Data to process
+ + + + +
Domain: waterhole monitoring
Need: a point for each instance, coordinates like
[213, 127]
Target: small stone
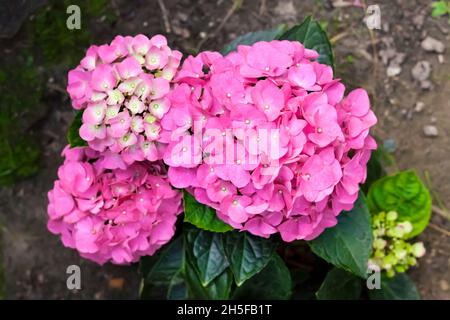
[418, 21]
[432, 45]
[426, 85]
[444, 285]
[421, 71]
[390, 145]
[393, 70]
[430, 131]
[419, 106]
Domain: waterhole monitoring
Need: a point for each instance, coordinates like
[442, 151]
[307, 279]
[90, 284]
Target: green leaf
[406, 194]
[340, 285]
[252, 37]
[207, 252]
[218, 289]
[400, 287]
[311, 34]
[163, 273]
[247, 254]
[202, 216]
[272, 283]
[440, 8]
[73, 135]
[348, 245]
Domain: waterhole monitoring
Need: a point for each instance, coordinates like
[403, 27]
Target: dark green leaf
[400, 287]
[73, 135]
[163, 273]
[348, 245]
[273, 282]
[247, 254]
[218, 289]
[406, 194]
[312, 36]
[202, 216]
[252, 37]
[207, 252]
[340, 285]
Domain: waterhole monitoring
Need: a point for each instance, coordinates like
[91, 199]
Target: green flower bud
[400, 253]
[411, 261]
[390, 273]
[379, 243]
[418, 249]
[391, 216]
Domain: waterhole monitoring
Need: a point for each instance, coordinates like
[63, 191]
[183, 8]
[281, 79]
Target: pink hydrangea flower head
[122, 88]
[266, 137]
[111, 212]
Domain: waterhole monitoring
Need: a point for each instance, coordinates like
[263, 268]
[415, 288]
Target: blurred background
[405, 66]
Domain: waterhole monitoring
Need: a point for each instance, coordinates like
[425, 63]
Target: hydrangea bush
[259, 147]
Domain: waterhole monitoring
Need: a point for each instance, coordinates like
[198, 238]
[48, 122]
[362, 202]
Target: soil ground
[35, 261]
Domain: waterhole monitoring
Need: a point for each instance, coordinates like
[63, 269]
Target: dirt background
[35, 261]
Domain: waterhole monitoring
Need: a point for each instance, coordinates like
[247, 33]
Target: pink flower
[110, 212]
[268, 98]
[264, 59]
[278, 149]
[122, 88]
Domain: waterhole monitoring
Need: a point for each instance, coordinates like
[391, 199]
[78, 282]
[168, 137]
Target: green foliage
[57, 43]
[311, 34]
[441, 8]
[73, 134]
[406, 194]
[340, 285]
[208, 254]
[247, 254]
[400, 287]
[252, 37]
[21, 94]
[348, 245]
[164, 273]
[202, 216]
[272, 283]
[201, 265]
[2, 269]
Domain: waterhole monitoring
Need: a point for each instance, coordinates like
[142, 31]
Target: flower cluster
[263, 135]
[266, 137]
[122, 89]
[391, 253]
[110, 211]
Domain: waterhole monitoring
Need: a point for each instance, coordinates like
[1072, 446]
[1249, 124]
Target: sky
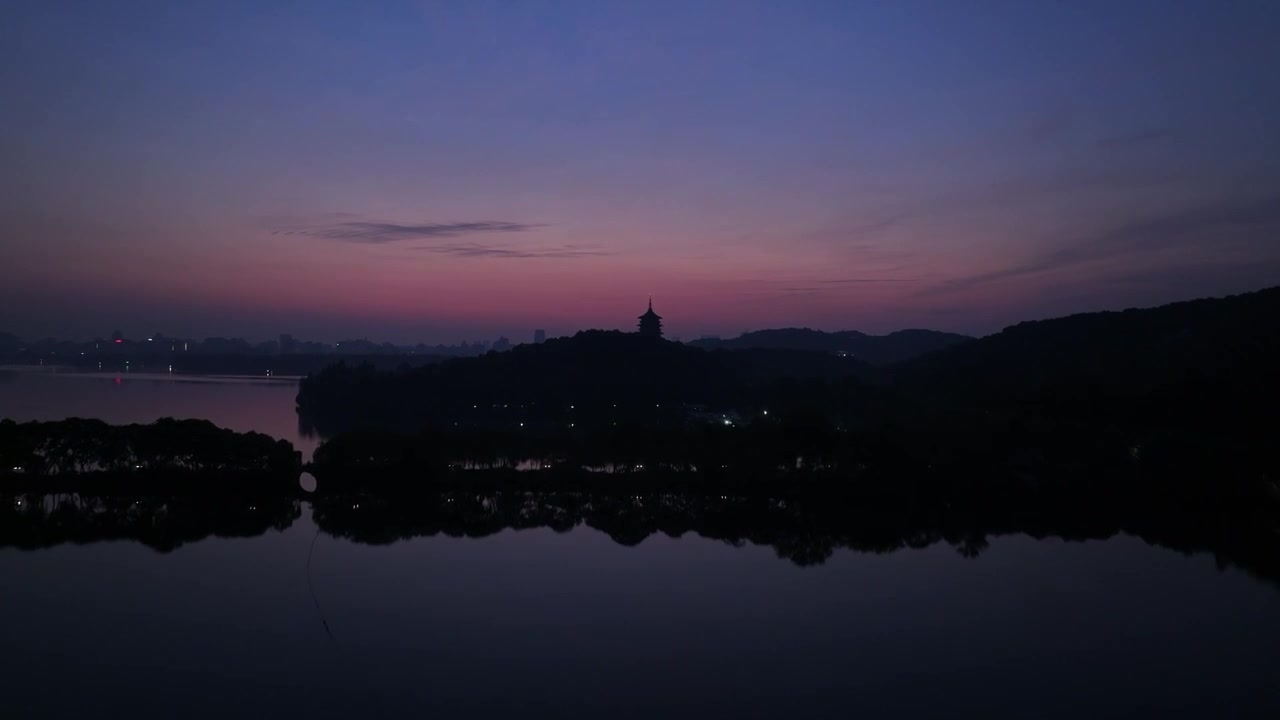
[439, 171]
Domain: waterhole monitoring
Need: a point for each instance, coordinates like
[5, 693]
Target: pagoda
[650, 323]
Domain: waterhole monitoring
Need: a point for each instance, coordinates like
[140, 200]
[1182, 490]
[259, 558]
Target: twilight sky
[439, 171]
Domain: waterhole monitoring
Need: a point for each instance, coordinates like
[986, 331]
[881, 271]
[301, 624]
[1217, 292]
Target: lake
[264, 405]
[328, 618]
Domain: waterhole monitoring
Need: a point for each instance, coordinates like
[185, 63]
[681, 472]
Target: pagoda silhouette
[650, 323]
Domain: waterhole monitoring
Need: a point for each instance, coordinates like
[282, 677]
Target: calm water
[538, 623]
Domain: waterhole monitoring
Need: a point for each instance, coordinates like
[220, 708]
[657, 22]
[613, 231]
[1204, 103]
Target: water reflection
[32, 522]
[801, 532]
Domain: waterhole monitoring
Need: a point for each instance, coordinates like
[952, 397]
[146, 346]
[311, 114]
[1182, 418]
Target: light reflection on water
[542, 623]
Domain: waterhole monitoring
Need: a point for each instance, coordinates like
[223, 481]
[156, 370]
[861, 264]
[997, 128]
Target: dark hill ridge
[1202, 356]
[602, 374]
[873, 350]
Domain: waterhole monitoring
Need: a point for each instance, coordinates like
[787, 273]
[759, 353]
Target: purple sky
[453, 171]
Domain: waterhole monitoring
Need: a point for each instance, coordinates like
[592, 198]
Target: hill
[873, 350]
[1205, 360]
[603, 377]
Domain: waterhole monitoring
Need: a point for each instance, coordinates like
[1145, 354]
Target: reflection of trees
[91, 455]
[163, 523]
[805, 531]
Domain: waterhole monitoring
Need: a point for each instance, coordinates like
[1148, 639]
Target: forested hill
[600, 374]
[873, 350]
[1217, 355]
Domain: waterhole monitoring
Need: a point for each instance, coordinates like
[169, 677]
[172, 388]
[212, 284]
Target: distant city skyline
[444, 171]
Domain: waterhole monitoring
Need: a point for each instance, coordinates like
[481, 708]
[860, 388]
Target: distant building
[650, 323]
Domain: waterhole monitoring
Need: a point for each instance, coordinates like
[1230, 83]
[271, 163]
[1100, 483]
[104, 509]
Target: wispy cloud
[1136, 137]
[1196, 227]
[379, 232]
[480, 250]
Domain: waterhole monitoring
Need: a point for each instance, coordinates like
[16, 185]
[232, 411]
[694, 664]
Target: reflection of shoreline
[805, 532]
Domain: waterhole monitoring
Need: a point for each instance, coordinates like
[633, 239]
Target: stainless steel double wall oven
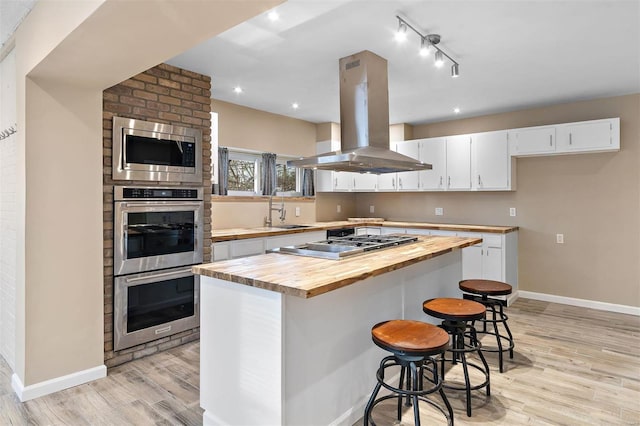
[158, 236]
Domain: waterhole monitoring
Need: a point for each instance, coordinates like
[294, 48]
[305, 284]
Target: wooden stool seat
[485, 287]
[410, 337]
[415, 346]
[479, 291]
[458, 316]
[454, 309]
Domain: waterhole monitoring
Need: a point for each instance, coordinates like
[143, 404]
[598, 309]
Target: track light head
[455, 71]
[401, 34]
[424, 47]
[439, 59]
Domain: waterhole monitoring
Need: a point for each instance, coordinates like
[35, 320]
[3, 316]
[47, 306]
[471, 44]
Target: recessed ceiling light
[273, 16]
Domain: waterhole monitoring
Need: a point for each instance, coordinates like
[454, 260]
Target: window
[244, 174]
[286, 177]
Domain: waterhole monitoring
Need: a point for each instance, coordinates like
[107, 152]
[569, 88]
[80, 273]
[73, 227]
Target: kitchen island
[285, 339]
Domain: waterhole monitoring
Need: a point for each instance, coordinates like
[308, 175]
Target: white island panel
[272, 359]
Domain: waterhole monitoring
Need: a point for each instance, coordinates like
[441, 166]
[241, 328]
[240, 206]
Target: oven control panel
[122, 193]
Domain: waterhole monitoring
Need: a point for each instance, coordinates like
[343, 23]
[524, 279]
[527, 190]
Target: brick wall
[163, 94]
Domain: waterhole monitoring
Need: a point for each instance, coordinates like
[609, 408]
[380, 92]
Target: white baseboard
[25, 393]
[593, 304]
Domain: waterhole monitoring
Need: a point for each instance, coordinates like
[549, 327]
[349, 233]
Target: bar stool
[457, 315]
[481, 290]
[413, 345]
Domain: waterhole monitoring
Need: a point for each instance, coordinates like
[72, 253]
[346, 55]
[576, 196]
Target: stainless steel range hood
[364, 122]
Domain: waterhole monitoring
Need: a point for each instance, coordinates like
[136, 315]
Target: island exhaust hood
[364, 122]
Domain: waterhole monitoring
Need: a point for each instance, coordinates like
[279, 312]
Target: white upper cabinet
[589, 136]
[387, 182]
[532, 141]
[365, 181]
[409, 181]
[458, 163]
[433, 151]
[569, 138]
[491, 165]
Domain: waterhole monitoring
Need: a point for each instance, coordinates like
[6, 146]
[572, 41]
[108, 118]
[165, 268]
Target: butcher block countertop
[229, 234]
[308, 276]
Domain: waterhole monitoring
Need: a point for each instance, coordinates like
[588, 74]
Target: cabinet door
[433, 151]
[248, 247]
[532, 141]
[409, 181]
[458, 162]
[221, 251]
[342, 181]
[490, 161]
[387, 182]
[324, 181]
[492, 264]
[593, 135]
[365, 182]
[472, 258]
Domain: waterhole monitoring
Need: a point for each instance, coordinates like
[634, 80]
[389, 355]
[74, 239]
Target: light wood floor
[572, 366]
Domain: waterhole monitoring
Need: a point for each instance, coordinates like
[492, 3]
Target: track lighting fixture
[427, 42]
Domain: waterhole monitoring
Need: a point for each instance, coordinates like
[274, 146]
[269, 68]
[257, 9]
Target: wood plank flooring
[572, 366]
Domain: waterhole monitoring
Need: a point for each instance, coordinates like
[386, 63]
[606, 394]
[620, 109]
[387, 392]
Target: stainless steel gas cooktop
[340, 247]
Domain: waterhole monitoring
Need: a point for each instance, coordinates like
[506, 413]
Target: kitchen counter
[243, 233]
[290, 336]
[307, 277]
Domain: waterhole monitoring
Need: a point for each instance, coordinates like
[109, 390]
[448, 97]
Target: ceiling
[512, 55]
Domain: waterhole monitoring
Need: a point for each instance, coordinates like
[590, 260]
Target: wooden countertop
[229, 234]
[307, 276]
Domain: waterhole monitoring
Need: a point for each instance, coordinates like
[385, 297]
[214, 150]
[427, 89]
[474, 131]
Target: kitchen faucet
[267, 219]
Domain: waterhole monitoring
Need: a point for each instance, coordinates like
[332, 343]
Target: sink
[291, 226]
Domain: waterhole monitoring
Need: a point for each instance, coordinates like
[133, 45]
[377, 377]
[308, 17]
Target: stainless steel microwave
[148, 151]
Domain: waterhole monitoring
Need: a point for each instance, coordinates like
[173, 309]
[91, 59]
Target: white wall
[8, 170]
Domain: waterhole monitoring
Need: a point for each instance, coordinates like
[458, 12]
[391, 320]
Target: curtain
[223, 170]
[307, 183]
[268, 180]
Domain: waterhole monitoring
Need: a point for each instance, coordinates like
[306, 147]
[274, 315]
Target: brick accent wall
[163, 94]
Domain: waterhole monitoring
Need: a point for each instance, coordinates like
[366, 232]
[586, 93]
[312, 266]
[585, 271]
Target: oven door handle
[161, 204]
[154, 276]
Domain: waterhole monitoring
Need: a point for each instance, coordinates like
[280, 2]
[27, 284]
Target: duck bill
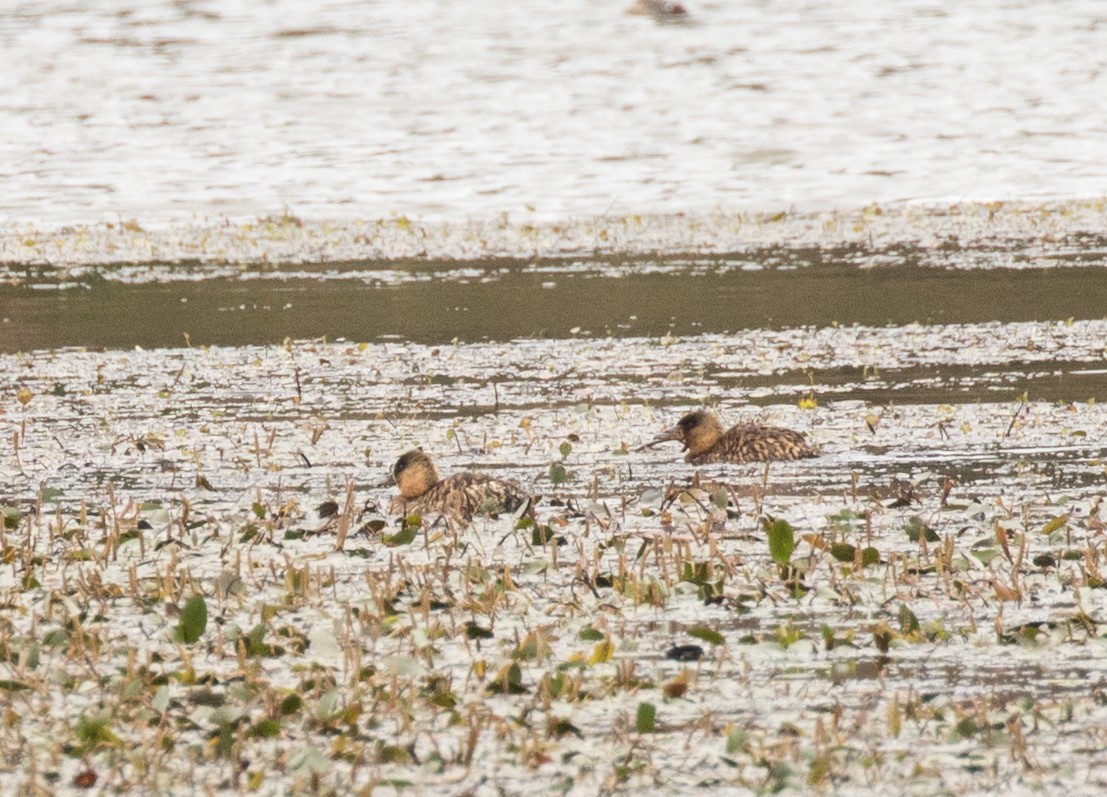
[671, 434]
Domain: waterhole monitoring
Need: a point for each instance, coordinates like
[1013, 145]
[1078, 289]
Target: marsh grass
[200, 592]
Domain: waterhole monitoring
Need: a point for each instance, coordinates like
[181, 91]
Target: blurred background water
[171, 110]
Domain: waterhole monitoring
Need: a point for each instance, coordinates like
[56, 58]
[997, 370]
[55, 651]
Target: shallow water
[442, 301]
[165, 111]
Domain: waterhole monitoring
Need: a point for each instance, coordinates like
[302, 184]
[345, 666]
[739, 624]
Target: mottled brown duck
[459, 496]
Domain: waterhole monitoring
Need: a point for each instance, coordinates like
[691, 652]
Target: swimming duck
[459, 496]
[705, 441]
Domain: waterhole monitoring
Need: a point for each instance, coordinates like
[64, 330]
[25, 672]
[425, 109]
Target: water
[166, 111]
[178, 394]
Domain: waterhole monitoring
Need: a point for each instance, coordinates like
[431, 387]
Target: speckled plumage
[705, 442]
[459, 496]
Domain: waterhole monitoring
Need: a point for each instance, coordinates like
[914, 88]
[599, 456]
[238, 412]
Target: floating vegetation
[1004, 235]
[200, 567]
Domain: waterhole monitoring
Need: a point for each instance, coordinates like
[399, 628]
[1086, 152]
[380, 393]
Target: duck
+ + + + +
Exercise details
Extract each line of the entries above that contains the string "pink". Case counts, so uppercase and lowercase letters must match.

Response to this exercise
Target: pink hydrangea flower head
Target: pink flower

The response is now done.